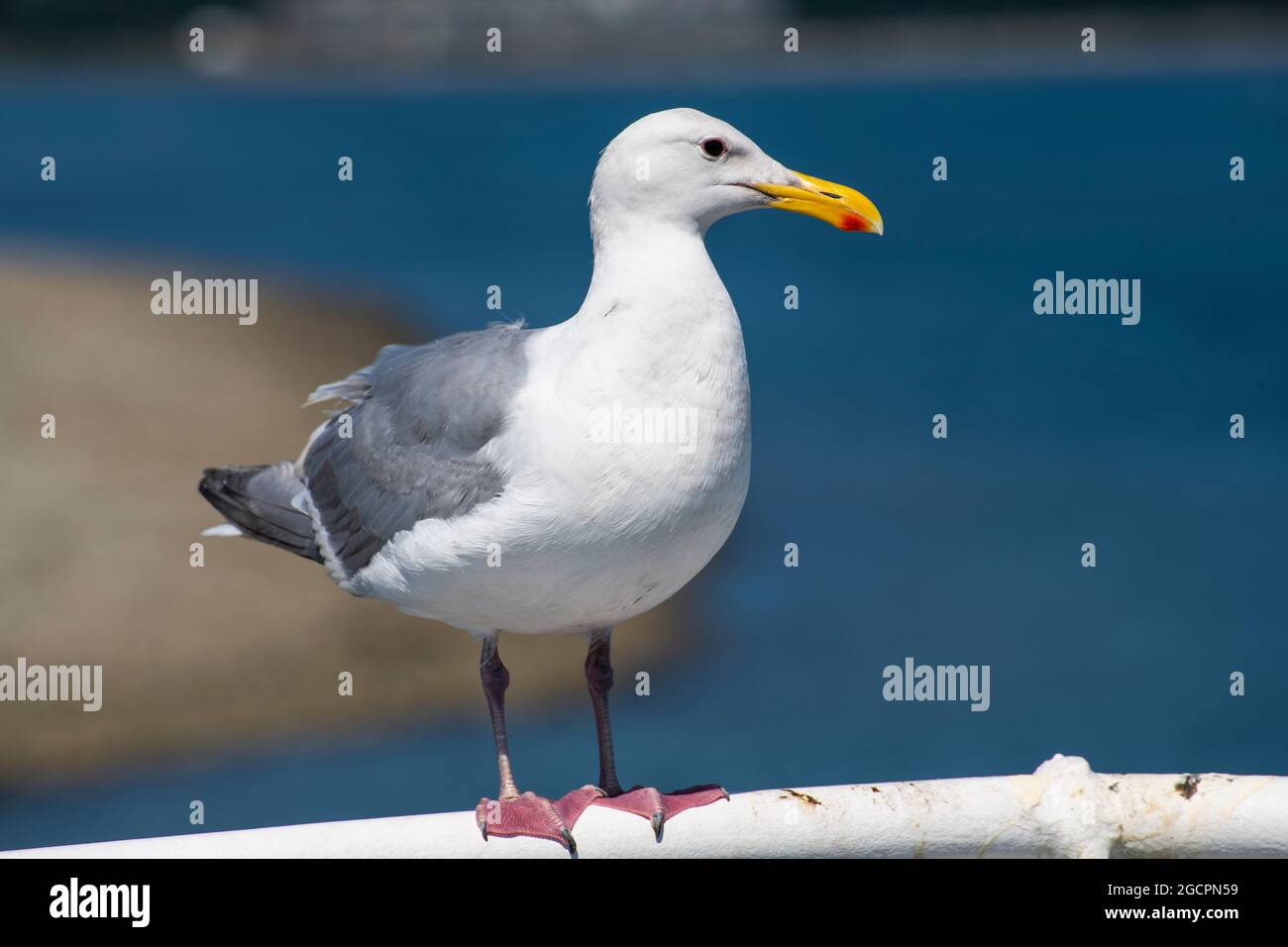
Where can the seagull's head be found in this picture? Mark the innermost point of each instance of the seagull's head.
(683, 166)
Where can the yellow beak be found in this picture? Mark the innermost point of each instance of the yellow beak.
(841, 206)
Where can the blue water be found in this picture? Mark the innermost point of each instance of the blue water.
(1061, 429)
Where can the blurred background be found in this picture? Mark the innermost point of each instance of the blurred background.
(472, 169)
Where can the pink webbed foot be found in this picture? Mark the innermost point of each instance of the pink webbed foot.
(535, 815)
(660, 806)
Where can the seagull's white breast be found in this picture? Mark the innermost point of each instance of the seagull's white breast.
(629, 455)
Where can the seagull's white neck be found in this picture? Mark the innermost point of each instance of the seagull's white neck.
(656, 265)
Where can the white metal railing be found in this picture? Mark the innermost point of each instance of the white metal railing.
(1063, 810)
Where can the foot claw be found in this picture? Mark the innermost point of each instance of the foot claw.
(535, 815)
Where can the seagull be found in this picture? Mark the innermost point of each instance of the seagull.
(559, 479)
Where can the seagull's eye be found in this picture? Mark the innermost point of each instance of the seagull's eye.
(713, 147)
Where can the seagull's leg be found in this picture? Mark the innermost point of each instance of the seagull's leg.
(514, 813)
(642, 800)
(599, 680)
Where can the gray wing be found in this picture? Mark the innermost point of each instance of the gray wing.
(420, 415)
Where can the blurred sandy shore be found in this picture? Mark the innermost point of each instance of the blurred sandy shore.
(94, 562)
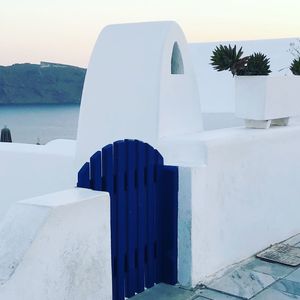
══════
Exactly reproduce the entries above, minus the pictures.

Answer to the problem
Where can the seagull's head be found in this picture? Mark the innermost point of each instance of the seagull's head.
(683, 166)
Where can the yellow beak be found in this picture? Mark the innermost point of each instance of the yellow beak.
(841, 206)
Where can the blue water be found in this picture? Mark the innermost point of each instance of the blue water.
(1061, 429)
Where can the blurred background be found in this picture? Mark the innermost point of each instance of the blurred background.
(472, 169)
Where can the pink webbed foot be found in this picture? Mark the innermost point of each instance of the pink webbed foot.
(535, 815)
(660, 806)
Where can the seagull's white breast be found in this picture? Mark the innermost point of each instance of the seagull's white breast.
(629, 455)
Where can the seagull's white neck be found in this picture? Mark the innermost point of each instance of the seagull's white neck.
(656, 265)
Where can the white metal railing be found in this picture? Mark the innermost point of each instance of the white metal railing.
(1063, 810)
Where can the foot claw be found in this picture? Mark the innermost point of each instance of the foot claw.
(535, 815)
Where can the seagull be found in this picture? Mark the innermost point of each instance of the seagull.
(559, 479)
Where can the seagull's eye be found in this picture? Mark the innermost point of each instance of the seagull's eye.
(713, 147)
Where can the seagull's leg be found in this picture? Mark the innermost point of each instance of the seagull's leg.
(514, 813)
(642, 800)
(599, 680)
Where can the gray wing be found in this picture? Mark the innermost point of each instance of the gray wing.
(420, 415)
Where can the blurred sandy shore be found in this picture? Mark the innermost point of each instance of the blurred sandy shore.
(94, 562)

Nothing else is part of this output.